JAKARTA,(Panjimas.com) – Direktur Kontra Terorisme dan Sparatisme Pusat Hak Asasi Muslim Indonesia (PUSHAMI), Yusuf Sembiring memandang isu makar yang dihembuskan Kapolri, Jendral Tito Karnavian terlalu berlebihan dan tidak mendasar.
Menurutnya, Indonesia negara hukum melindungi demonstrasi berdasar Undang-undang. Jika ada upaya makar, maka perlu adanya bukti. Yusuf mengatakan bahwa tuduhan makar sebelum ada peristiwa, justru telah melanggar Undang-undang pencemaran nama baik, organisasi atau seseorang.
“Makar itu kan terjadi setelah ada peristiwa hukumnya, kalau belum terjadi itu fitnah dan masuk pelanggaran Pencemaran Nama Baik” kata Yusuf pada Panjimas, Rabu (23/11/2016).
Yusuf menegaskan bahwa ucapan makar Kapolri, sebuah fitnah besar karena ditujukan pada jutaan umat Islam yang akan aksi pada 2 Desember mendatang. Isu makar, kata dia opini yang berlebihan dan memojokkan umat Islam.

◆ ◆ ◆

* Tujuan Latihan *
Dalam bacaan tentang isu makar, kapan makar terjadi menurut Yusuf Sembiring? Data sesudah ini tidak dipakai sama sekali dalam latihan ini.

◆ ◆ ◆

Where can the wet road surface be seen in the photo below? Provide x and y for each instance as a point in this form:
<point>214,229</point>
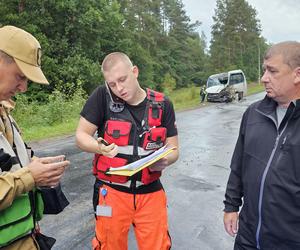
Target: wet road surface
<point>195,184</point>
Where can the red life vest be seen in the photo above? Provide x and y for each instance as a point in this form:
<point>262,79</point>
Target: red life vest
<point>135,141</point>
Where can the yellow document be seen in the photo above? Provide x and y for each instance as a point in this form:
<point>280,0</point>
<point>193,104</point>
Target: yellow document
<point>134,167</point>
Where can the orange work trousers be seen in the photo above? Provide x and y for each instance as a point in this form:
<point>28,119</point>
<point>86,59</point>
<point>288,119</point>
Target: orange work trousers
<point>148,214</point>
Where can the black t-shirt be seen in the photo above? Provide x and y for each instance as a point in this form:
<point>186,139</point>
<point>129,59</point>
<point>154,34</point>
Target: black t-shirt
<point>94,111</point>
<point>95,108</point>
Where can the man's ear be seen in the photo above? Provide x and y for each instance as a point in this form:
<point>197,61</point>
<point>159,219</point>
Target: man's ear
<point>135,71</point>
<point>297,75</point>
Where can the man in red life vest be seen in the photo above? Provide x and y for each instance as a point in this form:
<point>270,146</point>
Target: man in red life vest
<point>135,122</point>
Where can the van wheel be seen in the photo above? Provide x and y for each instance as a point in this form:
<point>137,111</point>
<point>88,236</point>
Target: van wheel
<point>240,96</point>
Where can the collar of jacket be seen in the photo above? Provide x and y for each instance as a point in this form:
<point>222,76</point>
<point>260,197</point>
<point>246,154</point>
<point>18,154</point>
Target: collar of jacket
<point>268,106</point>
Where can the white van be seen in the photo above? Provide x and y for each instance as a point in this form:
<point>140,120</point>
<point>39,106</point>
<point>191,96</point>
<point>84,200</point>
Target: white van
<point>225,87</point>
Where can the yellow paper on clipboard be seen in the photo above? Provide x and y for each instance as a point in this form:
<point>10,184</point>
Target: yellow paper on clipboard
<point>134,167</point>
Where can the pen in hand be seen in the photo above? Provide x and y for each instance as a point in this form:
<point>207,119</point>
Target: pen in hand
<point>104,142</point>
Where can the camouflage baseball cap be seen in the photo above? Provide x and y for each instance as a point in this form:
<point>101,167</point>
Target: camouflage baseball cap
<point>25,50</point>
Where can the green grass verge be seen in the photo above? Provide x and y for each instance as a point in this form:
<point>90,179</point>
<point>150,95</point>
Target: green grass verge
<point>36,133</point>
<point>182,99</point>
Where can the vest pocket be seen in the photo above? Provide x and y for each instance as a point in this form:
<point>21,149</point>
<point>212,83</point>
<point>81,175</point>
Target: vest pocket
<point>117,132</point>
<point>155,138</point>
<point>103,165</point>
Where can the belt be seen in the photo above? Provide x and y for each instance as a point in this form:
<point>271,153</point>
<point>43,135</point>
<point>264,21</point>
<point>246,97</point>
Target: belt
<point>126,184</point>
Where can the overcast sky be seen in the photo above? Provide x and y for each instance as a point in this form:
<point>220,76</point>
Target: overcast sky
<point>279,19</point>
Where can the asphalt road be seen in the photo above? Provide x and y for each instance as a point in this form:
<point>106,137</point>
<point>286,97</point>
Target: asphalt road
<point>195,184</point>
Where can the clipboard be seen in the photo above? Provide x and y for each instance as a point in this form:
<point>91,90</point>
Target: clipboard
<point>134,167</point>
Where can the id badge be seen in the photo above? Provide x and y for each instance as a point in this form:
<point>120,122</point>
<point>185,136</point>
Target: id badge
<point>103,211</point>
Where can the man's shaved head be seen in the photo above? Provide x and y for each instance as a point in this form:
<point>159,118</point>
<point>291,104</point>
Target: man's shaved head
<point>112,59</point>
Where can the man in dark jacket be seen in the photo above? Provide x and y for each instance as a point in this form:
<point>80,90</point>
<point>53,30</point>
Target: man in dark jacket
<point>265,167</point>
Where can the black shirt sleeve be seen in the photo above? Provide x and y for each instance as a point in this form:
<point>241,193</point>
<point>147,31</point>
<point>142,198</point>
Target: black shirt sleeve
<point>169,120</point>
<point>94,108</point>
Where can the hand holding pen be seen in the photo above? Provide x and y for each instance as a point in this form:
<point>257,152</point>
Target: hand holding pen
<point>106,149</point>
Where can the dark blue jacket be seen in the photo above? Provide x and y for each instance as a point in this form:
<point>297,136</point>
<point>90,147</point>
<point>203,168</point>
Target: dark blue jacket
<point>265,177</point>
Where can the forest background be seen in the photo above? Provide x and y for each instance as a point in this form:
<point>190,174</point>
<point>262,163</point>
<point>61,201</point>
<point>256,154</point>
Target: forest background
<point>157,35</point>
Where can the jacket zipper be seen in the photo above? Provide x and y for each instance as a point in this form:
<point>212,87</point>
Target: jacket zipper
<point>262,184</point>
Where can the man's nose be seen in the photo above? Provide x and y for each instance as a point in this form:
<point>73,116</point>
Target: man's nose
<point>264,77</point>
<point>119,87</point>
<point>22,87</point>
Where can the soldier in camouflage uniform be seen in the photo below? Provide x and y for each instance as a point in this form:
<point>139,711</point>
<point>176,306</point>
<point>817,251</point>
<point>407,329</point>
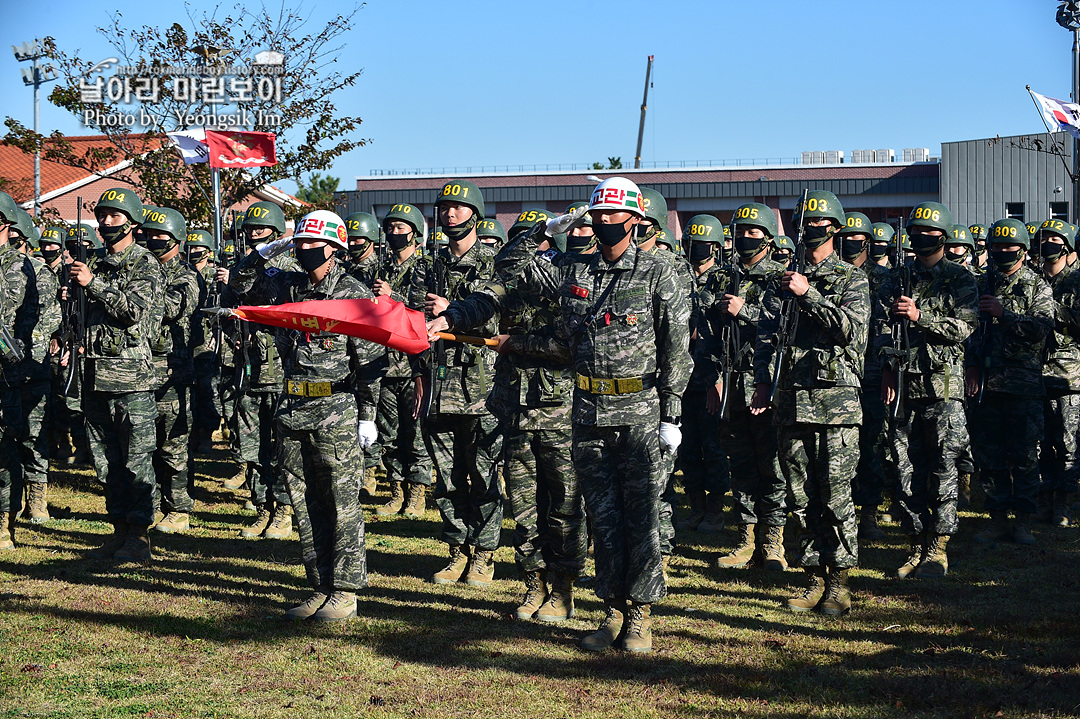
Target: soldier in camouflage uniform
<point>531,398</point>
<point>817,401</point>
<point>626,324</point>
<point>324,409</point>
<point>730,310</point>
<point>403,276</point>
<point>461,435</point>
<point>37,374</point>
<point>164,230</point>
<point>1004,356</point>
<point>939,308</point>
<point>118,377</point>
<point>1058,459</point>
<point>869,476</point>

◆ ◆ ◆

* Hasil Akhir *
Makar terjadi setelah ada peristiwa hukumnya.